TASK GOAL> Using the records that follow, copy every line containing the word "below".

[Data excerpts]
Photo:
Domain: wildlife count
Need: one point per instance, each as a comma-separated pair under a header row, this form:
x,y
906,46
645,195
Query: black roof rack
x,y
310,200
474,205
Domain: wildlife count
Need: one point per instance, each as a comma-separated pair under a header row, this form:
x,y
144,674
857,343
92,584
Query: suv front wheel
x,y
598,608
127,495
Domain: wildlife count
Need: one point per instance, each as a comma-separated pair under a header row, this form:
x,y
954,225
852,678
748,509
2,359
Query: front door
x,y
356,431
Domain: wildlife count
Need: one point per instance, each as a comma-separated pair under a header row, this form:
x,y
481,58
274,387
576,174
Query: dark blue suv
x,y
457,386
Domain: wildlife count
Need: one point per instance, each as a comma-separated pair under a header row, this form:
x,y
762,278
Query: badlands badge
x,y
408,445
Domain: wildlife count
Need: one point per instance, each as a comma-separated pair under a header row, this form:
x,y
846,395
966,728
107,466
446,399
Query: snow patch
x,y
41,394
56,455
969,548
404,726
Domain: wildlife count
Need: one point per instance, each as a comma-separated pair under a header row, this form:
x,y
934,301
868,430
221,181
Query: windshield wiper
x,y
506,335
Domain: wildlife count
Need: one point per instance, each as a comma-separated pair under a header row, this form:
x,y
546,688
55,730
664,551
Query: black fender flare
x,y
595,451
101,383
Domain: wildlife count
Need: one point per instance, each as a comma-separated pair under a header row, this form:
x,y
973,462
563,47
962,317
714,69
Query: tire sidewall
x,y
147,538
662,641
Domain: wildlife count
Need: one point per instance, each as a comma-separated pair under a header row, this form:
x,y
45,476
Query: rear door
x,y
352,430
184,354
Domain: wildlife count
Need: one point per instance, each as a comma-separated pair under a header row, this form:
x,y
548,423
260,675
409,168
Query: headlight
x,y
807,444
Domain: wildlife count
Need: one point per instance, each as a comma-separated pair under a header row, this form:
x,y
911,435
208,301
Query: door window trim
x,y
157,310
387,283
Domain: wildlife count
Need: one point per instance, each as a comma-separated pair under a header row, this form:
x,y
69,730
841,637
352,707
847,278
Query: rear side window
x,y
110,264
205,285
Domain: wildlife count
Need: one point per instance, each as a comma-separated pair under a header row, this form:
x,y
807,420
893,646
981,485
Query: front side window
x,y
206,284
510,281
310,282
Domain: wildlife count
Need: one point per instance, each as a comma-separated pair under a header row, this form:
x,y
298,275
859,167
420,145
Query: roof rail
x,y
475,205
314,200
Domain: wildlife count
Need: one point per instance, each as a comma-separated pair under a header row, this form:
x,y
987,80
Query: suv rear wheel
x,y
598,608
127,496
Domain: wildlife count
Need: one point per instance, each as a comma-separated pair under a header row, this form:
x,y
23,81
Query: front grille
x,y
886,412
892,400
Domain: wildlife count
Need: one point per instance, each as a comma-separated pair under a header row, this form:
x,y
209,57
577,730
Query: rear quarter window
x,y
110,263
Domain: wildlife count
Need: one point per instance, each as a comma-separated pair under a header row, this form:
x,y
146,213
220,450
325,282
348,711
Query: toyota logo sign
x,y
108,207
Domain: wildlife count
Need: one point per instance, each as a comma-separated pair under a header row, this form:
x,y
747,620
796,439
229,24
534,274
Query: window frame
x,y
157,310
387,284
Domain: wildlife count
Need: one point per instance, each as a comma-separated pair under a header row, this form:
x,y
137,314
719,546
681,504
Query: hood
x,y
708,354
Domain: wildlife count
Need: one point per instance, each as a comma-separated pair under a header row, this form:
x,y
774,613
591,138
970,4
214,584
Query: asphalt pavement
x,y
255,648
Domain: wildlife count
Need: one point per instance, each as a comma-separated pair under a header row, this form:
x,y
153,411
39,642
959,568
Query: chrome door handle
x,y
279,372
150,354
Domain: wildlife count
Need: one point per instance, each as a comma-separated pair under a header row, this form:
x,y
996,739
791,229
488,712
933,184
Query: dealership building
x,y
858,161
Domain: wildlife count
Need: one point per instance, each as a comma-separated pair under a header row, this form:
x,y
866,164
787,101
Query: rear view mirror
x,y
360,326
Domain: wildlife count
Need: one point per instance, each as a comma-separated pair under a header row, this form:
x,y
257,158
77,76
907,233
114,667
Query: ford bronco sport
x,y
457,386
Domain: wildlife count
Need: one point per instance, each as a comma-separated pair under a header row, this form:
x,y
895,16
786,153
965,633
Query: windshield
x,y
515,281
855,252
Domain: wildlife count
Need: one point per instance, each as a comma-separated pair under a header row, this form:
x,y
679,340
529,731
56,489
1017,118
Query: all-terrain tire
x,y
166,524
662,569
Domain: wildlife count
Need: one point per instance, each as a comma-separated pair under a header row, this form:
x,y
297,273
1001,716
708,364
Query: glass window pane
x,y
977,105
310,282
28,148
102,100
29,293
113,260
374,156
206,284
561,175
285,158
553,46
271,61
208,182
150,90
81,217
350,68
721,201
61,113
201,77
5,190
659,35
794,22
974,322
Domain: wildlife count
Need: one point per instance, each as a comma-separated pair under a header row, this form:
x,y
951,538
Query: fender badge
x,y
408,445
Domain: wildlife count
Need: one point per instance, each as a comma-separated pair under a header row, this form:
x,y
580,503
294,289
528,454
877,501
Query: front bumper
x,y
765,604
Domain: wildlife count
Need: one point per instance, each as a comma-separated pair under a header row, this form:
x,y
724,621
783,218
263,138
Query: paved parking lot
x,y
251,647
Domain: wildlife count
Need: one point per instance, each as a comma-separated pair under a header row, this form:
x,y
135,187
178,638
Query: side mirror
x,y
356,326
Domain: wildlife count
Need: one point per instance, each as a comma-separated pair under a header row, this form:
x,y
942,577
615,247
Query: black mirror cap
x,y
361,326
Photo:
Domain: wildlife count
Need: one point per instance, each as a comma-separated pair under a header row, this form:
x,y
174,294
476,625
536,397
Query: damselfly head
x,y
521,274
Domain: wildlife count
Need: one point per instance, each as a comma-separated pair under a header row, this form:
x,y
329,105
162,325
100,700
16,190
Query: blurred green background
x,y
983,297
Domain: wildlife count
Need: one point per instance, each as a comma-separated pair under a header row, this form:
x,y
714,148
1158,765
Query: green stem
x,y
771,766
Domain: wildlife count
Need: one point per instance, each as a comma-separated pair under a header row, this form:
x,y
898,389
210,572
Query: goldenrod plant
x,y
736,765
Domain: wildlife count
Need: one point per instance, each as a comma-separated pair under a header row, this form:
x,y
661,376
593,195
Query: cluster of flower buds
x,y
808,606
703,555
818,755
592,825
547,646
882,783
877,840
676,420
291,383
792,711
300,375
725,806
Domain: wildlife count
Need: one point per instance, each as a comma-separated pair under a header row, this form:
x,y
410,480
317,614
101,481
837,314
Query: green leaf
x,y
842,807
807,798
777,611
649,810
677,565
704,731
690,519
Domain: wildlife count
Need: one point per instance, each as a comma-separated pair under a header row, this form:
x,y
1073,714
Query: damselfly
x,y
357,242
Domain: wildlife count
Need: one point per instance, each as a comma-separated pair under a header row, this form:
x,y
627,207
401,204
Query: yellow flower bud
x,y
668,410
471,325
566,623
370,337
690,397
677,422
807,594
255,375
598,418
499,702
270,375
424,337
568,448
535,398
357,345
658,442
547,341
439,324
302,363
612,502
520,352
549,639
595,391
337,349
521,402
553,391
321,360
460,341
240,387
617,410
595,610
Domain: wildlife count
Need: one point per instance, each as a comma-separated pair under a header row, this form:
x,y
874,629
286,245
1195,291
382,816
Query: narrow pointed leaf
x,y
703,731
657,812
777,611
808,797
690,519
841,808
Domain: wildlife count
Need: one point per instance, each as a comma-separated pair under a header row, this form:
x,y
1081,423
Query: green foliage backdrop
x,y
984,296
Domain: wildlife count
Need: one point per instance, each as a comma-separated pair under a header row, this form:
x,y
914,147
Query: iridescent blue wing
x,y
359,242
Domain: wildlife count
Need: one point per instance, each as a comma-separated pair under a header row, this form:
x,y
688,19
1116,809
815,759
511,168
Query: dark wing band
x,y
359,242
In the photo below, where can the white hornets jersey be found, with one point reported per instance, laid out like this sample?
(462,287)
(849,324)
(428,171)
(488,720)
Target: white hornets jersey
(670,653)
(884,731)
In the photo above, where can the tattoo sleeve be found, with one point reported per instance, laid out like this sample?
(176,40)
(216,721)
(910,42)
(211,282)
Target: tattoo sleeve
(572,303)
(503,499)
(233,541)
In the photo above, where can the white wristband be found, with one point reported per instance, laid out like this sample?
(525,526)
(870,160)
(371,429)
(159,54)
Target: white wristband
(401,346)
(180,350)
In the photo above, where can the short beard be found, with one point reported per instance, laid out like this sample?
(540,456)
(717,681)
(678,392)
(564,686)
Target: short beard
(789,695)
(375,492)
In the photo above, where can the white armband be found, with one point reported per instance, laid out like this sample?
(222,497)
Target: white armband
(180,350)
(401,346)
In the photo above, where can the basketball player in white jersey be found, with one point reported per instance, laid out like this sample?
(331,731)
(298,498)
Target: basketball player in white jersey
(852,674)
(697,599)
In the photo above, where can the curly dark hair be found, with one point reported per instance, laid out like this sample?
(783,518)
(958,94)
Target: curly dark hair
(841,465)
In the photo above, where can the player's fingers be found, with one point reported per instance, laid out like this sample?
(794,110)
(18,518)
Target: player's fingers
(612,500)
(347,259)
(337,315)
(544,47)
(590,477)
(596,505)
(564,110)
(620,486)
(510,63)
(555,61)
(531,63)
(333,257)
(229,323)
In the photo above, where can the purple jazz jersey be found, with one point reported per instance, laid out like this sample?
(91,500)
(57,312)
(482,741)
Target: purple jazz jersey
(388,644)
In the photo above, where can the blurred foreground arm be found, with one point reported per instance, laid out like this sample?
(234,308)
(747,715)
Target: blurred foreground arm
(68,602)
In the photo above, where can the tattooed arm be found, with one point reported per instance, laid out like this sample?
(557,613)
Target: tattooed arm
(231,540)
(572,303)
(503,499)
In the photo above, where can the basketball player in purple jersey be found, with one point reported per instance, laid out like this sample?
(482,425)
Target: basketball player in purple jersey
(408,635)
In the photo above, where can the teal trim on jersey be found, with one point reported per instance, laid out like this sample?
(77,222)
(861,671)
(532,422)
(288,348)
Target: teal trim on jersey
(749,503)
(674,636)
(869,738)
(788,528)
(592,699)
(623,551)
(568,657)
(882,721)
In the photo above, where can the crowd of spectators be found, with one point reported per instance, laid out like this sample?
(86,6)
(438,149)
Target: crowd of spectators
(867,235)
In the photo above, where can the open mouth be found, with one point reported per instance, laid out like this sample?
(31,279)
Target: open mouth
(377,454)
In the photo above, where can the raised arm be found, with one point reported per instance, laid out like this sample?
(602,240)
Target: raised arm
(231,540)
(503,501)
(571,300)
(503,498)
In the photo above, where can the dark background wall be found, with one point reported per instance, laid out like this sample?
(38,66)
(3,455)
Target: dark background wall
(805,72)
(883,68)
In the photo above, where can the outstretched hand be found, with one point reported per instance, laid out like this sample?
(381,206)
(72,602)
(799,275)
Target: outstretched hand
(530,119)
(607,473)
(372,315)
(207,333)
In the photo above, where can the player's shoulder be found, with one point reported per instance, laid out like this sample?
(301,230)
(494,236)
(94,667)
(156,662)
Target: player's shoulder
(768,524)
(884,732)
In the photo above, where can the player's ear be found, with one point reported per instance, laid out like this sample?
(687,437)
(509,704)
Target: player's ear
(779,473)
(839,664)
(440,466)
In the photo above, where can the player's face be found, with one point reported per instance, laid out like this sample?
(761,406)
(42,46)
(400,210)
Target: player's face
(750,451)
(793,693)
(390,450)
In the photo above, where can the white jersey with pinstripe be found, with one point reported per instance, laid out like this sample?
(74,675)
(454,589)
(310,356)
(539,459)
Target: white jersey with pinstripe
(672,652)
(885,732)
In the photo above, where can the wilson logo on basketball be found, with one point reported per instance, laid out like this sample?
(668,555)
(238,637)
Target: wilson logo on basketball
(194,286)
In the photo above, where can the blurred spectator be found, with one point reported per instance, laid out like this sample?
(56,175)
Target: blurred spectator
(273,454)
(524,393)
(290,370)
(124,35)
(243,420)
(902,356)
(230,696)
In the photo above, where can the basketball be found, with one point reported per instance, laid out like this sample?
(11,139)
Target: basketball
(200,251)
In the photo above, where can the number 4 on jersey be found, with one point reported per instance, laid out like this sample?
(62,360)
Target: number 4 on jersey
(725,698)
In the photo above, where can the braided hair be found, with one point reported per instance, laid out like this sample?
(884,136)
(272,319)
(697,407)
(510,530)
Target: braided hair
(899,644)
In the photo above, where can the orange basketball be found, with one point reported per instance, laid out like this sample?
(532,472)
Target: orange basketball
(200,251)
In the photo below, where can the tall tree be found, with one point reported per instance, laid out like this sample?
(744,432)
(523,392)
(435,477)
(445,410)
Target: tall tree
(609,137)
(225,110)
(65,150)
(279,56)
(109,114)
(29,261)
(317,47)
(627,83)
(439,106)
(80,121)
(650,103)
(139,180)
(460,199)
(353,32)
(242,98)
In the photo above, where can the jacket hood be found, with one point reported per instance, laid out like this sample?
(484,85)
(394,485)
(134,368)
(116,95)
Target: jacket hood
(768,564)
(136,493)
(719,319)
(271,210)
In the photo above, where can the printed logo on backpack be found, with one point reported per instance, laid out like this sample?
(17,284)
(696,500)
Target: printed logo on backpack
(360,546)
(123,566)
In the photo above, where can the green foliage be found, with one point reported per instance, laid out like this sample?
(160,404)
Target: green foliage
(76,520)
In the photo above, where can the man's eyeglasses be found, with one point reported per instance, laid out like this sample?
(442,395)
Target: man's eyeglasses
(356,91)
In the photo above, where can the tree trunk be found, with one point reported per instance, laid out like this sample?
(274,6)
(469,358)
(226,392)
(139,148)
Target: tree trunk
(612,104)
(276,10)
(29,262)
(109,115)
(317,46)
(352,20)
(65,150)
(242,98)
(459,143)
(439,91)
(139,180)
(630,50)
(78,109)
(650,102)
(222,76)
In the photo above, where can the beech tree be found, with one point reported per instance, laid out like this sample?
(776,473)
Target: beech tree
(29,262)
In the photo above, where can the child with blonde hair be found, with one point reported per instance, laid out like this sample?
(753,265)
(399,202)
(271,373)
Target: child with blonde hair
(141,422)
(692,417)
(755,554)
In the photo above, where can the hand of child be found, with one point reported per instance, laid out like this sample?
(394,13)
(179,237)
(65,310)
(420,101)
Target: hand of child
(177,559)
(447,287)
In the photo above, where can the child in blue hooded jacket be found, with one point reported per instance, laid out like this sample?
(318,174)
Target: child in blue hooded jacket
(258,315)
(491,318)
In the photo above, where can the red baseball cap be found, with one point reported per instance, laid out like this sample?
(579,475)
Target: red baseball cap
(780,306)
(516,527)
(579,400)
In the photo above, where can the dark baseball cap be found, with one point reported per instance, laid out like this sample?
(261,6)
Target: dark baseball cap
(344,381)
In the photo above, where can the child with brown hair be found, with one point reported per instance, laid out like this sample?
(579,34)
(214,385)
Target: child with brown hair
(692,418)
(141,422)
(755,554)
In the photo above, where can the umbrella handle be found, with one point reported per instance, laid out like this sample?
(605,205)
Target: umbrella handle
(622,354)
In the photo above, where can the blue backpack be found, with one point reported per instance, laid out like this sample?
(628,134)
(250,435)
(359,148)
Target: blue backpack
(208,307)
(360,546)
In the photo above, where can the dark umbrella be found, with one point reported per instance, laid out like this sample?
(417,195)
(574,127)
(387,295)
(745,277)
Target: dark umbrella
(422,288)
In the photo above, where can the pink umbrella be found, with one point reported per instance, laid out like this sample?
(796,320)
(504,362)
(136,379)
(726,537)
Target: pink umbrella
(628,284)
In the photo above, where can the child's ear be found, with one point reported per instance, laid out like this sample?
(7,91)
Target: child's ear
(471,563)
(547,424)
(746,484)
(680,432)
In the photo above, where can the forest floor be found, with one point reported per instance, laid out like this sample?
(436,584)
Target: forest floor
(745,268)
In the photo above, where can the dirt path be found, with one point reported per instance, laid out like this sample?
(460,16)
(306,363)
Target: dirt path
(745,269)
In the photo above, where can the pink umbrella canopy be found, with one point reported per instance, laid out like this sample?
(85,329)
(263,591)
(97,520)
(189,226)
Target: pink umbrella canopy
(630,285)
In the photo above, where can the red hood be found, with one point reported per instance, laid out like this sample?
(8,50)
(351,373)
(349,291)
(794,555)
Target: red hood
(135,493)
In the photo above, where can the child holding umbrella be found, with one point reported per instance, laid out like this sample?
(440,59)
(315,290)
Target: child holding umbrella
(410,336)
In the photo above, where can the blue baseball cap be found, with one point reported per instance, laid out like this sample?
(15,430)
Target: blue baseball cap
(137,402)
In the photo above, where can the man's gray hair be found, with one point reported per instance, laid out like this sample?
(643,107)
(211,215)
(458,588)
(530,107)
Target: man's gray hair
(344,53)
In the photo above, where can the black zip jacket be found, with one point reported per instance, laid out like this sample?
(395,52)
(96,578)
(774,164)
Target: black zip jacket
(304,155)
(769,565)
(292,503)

ANSWER TO THIS TASK>
In the photo below, where can the white hornets jersey be found, with one point reported per instance, laid out like this sample?
In the photo below, where can the tall tree be found, with one point reported per instance, laid out like this sample?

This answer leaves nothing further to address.